Study questions:
1/ In the Washington DC travel post, what did it cost to park at the National Zoo for the day?
2/ Please pick up the Washington DC travel post after its final sentence and keep writing it in the same voice.

Source passage:

------------------------------------------------------------

There are so many towns and cities across the world, within your home country and within your home state or providence that offer things to do and see. It doesn’t have to cost your life savings. I didn’t realize that until about 2-3 years ago when we started exploring our own town and traveling to other states. Then I realized that even though I wasn’t on a beach in Tahiti, I was still traveling. While lying on a beach sounds fun, there is so much more to explore!
So if you think you can’t afford it, think again! My partner and I are by no means rich. We are typical working class folks. We both still hold day jobs where we have to get dressed and drive into work. However, we didn’t let that stop us. And neither should you! Thus, here begins my travel blogs where I will share will all of you where we went, what we did, where we ate and where we stayed. With suggestions on what to see, what to avoid and what to pack, I certainly hope this entices you to explore these destinations.
Without further ado, let me introduce you to Washington DC, America’s capital.
Washington DC is about a 2.5 hour drive from where we currently live. We usually leave early on Saturday morning and head home on Sunday afternoon. Our stays are never long but you could stay in Washington DC for a month and never drink at the same coffee shop twice. There are so many things to see and do that it can be overwhelming… especially considering that many of them are free! Overall, here are some of our favorite stops.
The National Zoo
The Washington DC Zoo is one of the oldest zoos in the country and is part of the Smithsonian Institution. While admission is free, parking is not. It cost us $22 to park for the day but it was worth it. While it was a bit chilly outside, the park wasn’t crowded or cramped. Since it was the off season, amny of the concession shops were not open but we were happy to walk around and see what animals we could find.
Many of the exhibits have both inside and outside areas that you can view. This way, if the animal is cold you don’t have to worry about missing out. The indoor exhibits are heated and in some of them the animals roam free, like the one pictured below! But don’t worry, it’s completely safe.
The zoo’s address is 3001 Connecticut Ave NW, Washington, DC 20008.
The best spot:
My favorite exhibit was the Lion exhibit. Part of me wished I had recorded the event on camera and part of me is glad that I saw it with my own eyes instead of watching it through a screen. The “alpha” male lion was separated from the others and for whatever reason was putting up a huge fuss that morning as we strode by. Hearing a full grown lion’s roar in real life is nothing compared to hearing it on a television special. Let me tell you, if I had heard that sound in the wilds of Africa, I would have peed my pants. To this day, it is one of my favorite experiences in a zoo and I try to visit every zoo in every city I visit!
We also met a very friendly porcupine. I think he thought we had food. Lastly, don’t miss the seals and sea lions. They are wondrous creatures!
The National Museum of Natural History
Located at 10th St. & Constitution Ave. NW, Washington, DC 20560, the NMNH is phenomenal. Free of admission, you could easily spend all day here. There is so much to see!
Favorite place: It’s a toss up between the Narwhal Exhibit and the David H. Koch Hall of Human Origins. Narwhal’s are among my partner’s favorite creatures so I list that mainly for him. And let’s be honest, they are unicorn fish… that’s pretty fascinating!

------------------------------------------------------------

Source material:
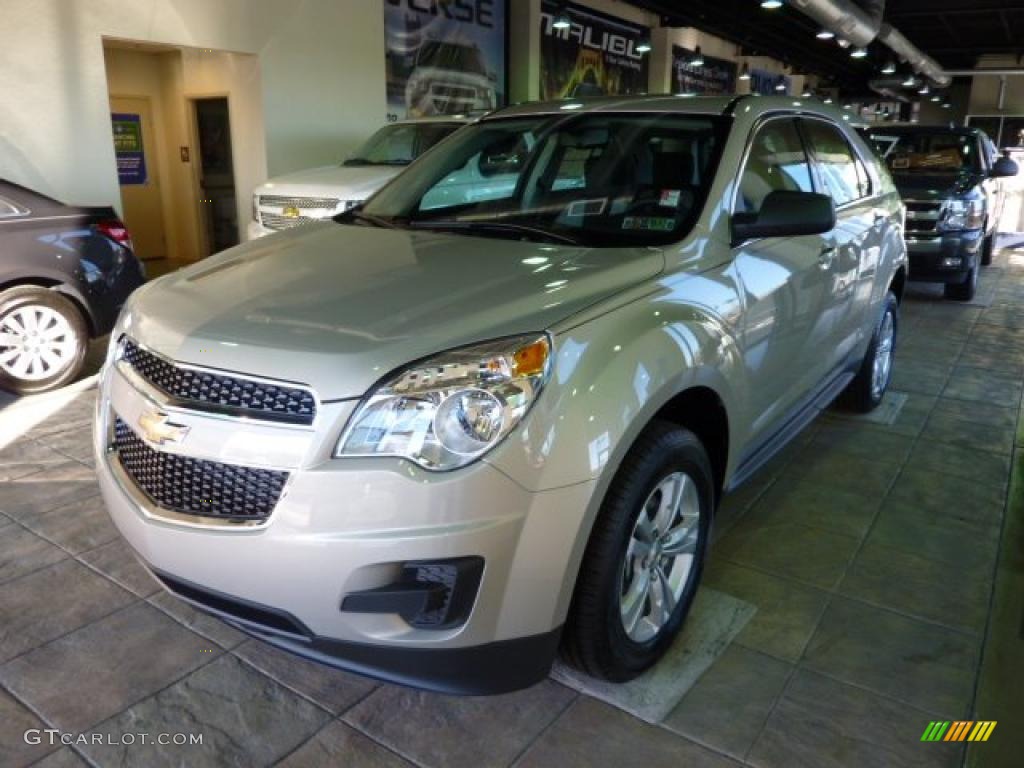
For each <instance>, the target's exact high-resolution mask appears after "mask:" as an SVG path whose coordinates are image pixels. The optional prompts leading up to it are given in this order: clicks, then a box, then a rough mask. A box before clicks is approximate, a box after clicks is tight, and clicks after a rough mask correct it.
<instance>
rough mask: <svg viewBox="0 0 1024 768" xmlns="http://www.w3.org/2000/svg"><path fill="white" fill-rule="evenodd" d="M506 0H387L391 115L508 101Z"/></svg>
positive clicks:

------------------------------------------------------------

Expected outputs:
1/ $22.

2/
I was personally entranced by the Hall of Human Origins. In one section they have a display of human skulls found around the world during different times. It’s astounding! Even though I did take a picture, I encourage you to go see it for yourself. The exhibit itself is huge and it’s truly amazing to see how far we’ve come as a species. As a writer, it opens my mind to so many possibilities and that’s why I love it.
Arlington National Cemetery
Arlington National Cemetery is a military graveyard that spans over 600 acres. Climbing to the top of the hill, there are graves as far as the eye can see. There is a small museum at the top which has free admission. However, if you go here make sure to schedule a viewing of “The Changing of the Guard.” It should be every 30 minutes in the summer time and every 2 hours in the dead of winter. The Changing of the Guard is a ceremony in which soldier’s switch places in their watch over the Tomb of the Unknown Soldier.
Located at the top of the hill, the Tomb of the Unknown Soldier, marks the grave of an unnamed soldier from World War I. His grave is guarded 24 hours a day, 365 days a year.
There are many notable graves here such as President John F. Kennedy and Hyman G. Rickover. As someone who has worked for a US Defense Contractor, as well as my partner who is US Navy, it was very important to us that we find Rickover’s burial site. If you visit around Christmas time, you’ll notice wreaths on every tombstone.
Walk the streets!
While I would highly suggest booking an Uber for longer distances, we were happy to walk from our Hilton Hotel room to many of the sites we wished to see. However, we also got a little lost. The unexpected detour turned fruitful as we found unique homes and alleyways painted with local art. There are plenty of other people walking around in the daylight so you can feel safe in the city.
Did you know that there are over ten art museums in DC? There are! You could spend a week in art museums there. Best of all, they are free! I normally don’t make it a huge habit of taking pictures in art museums. After all, no photos can ever do them justice.
If you like to have your mind stimulated, some exhibits are interactive! Check out the National Portrait Gallery, The National Gallery of Art, or the Smithsonian American Art Museum. There are literally so many to choose from you’ll find yourself coming back for more.
Smithsonian Institution’s Air and Space Museum
I’m already itching to go back here. I was so exhausted by the time we ventured in that I didn’t last but 2 hours. We toured the ground floor and watched a 45 minute video in the domed theater (it’s amazing to have a screen that spans the entire ceiling!)
Space is another topic that can get your creative mojo firing if you’re an artist or writer. We’ll be sure to stop by this place again on our next visit. It’s a reminder of how truly spectacular human beings can be and how far we’ve come.
The National Air and Space Museum is free of admission and located at 600 Independence Ave SW, Washington, DC 20560.
Don’t stop there!
Lastly, don’t stick to just my list. Explore! Washington DC is a wondrous place filled with history. There are Presidential Monuments, parks, fantastic restaurants (post to come Thursday and will be linked here), and alleyways filled with art! The White House even gives tours. Need a place to stay? There are Hilton Hotels at every price range you can imagine and most of them are within walking distance to some of DC’s finest sights.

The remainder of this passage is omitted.